• [Entries provided]:
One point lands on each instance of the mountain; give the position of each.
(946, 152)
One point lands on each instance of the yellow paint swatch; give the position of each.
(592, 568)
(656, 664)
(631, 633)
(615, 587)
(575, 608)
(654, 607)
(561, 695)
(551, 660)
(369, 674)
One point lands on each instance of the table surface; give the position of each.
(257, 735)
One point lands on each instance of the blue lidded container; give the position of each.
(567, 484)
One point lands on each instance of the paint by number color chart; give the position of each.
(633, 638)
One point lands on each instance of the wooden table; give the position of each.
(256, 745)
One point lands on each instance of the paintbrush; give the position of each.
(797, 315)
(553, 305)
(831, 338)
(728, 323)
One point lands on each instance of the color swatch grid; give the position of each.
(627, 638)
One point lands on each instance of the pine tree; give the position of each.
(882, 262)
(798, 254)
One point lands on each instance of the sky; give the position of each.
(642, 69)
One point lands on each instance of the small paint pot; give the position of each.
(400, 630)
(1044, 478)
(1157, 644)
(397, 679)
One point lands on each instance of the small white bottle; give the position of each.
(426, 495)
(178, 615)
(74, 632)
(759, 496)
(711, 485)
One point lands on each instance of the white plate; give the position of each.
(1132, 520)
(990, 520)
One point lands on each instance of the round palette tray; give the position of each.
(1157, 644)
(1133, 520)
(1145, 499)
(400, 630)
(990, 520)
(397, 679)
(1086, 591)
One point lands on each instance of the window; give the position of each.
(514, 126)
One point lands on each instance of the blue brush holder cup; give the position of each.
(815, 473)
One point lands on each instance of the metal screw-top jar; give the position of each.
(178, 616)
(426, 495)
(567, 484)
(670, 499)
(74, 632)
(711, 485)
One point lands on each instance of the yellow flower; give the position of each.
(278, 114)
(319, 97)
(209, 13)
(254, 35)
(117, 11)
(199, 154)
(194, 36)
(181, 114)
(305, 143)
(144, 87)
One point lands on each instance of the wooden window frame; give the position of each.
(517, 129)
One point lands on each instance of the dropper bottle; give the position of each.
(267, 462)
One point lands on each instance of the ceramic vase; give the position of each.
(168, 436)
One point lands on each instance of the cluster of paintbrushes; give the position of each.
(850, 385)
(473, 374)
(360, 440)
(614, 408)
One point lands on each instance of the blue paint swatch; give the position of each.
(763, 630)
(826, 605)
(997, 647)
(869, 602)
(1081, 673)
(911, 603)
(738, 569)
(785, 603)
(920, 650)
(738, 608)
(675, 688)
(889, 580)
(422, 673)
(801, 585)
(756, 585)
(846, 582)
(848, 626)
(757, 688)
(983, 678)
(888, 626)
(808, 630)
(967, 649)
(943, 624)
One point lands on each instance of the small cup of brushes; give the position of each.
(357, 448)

--

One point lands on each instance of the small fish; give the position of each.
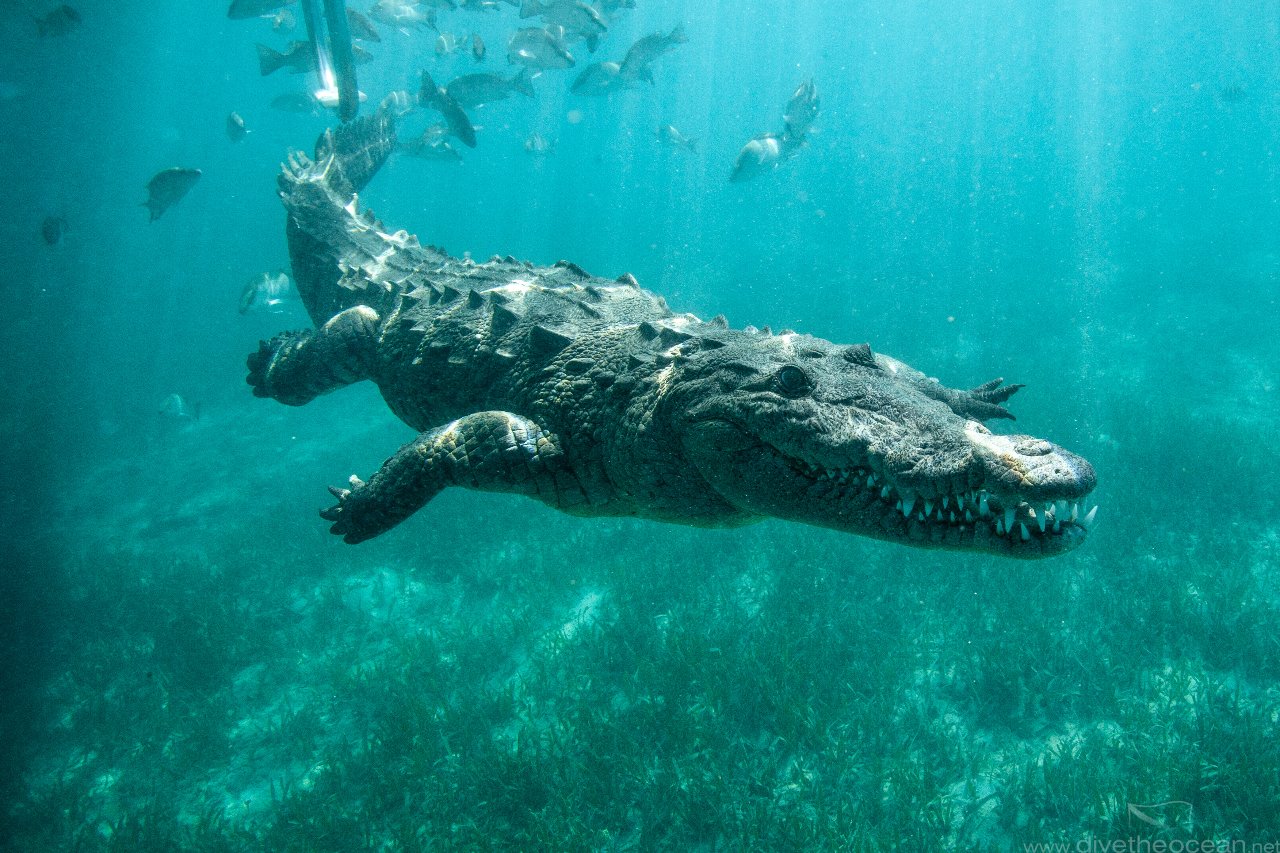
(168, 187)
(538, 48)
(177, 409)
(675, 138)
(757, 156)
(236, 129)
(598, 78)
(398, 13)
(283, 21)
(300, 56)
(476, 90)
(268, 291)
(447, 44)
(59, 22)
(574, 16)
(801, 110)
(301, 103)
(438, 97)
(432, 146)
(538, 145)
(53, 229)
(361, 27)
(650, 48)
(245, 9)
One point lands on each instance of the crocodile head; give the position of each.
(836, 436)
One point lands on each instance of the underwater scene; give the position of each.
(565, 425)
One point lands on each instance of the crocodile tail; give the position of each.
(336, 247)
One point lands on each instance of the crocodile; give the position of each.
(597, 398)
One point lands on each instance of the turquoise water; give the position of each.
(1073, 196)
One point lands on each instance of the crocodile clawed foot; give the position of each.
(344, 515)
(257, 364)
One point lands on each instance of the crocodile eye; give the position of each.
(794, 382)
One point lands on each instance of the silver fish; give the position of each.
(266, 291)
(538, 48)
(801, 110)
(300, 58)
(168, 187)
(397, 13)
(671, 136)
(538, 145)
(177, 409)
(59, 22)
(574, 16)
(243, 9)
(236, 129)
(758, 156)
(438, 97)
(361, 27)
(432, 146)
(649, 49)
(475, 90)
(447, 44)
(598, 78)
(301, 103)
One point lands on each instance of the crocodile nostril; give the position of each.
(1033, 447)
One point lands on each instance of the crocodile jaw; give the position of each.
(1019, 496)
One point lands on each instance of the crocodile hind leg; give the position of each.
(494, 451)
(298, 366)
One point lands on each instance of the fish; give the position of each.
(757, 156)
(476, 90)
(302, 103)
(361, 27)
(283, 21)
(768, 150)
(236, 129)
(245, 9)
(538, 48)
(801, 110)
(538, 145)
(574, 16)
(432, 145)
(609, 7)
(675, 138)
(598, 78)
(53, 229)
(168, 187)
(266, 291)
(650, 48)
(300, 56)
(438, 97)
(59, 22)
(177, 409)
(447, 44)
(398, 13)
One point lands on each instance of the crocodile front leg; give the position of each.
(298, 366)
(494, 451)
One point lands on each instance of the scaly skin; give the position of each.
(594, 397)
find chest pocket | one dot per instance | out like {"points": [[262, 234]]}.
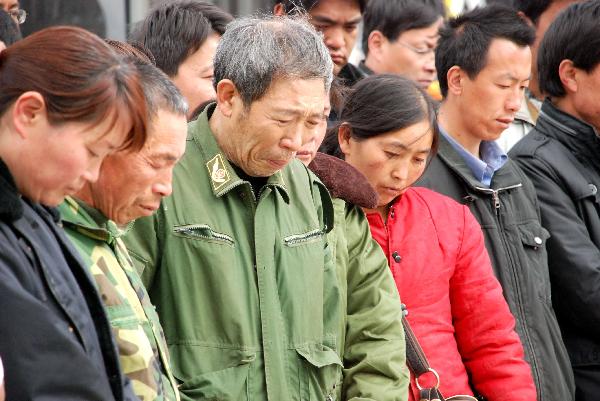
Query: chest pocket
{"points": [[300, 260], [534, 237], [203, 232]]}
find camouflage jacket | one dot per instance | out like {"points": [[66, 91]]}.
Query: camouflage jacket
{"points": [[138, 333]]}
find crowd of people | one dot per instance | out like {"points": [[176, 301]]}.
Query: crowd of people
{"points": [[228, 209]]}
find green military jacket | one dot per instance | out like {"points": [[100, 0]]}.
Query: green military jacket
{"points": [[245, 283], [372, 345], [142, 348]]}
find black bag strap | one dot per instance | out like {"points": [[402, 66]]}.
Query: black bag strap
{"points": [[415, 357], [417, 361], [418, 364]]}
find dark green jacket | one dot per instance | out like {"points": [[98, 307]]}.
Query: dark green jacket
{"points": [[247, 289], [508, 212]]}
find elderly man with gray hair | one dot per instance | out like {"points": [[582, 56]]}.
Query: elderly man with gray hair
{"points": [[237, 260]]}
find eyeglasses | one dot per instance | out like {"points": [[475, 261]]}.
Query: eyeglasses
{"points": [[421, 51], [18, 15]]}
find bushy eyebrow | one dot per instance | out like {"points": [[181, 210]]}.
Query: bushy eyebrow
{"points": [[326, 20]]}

---

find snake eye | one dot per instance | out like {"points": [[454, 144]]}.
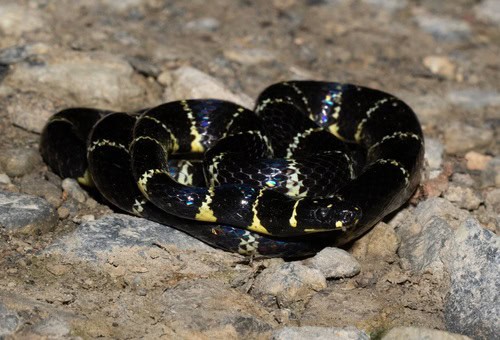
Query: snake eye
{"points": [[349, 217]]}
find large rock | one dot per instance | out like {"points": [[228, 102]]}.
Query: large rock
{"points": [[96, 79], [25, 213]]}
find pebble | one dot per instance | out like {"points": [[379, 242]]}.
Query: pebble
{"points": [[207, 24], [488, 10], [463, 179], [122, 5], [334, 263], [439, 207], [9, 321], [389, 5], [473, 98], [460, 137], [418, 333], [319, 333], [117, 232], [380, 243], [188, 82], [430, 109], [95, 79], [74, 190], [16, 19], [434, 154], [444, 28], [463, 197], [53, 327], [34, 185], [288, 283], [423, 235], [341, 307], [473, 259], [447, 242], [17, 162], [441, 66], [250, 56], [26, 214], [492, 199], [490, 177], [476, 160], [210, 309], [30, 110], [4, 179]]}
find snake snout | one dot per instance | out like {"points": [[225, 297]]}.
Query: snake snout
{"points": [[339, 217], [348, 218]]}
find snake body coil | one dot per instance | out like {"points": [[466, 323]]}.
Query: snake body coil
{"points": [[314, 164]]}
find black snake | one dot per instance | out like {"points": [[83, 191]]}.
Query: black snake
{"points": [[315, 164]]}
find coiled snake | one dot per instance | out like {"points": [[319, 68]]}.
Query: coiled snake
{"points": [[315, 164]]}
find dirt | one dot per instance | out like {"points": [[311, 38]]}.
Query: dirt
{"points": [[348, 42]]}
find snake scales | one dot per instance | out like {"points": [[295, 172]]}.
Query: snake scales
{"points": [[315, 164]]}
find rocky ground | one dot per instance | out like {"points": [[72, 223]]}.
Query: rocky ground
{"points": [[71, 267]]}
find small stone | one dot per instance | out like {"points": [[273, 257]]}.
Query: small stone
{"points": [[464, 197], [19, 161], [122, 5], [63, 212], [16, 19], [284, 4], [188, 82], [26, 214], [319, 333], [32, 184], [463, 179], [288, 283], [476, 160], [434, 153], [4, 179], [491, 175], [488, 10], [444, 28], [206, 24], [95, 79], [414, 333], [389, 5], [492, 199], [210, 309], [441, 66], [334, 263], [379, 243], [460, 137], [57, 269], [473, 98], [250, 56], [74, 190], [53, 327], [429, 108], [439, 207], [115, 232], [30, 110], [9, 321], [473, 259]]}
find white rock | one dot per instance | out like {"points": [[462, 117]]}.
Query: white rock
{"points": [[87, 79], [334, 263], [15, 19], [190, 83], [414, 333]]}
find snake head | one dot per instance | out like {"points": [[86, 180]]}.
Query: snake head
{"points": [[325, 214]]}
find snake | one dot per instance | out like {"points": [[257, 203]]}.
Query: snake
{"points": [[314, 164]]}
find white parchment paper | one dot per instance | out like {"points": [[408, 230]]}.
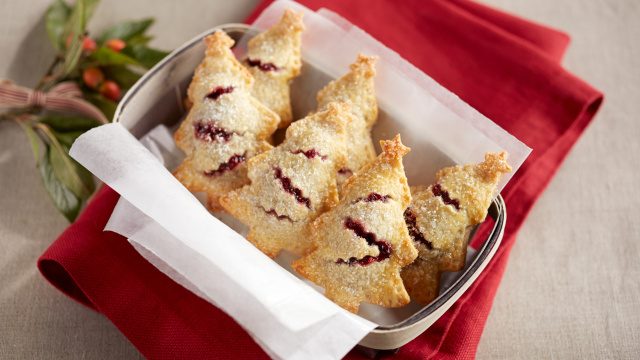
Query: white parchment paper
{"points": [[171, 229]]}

• [What is needed]: Would you set down only the lines above from the line with "find snake eye" to the line with "find pebble |", both included, exactly as they stand and without the pictures?

• [Result for this exercise]:
find snake eye | one dot per instance | out like {"points": [[454, 144]]}.
Query: snake eye
{"points": [[349, 217]]}
find large rock | one dot per instance | out like {"points": [[228, 102]]}.
Query: large rock
{"points": [[96, 79], [25, 213]]}
find pebble | one dot per instance | out like {"points": [[379, 242]]}.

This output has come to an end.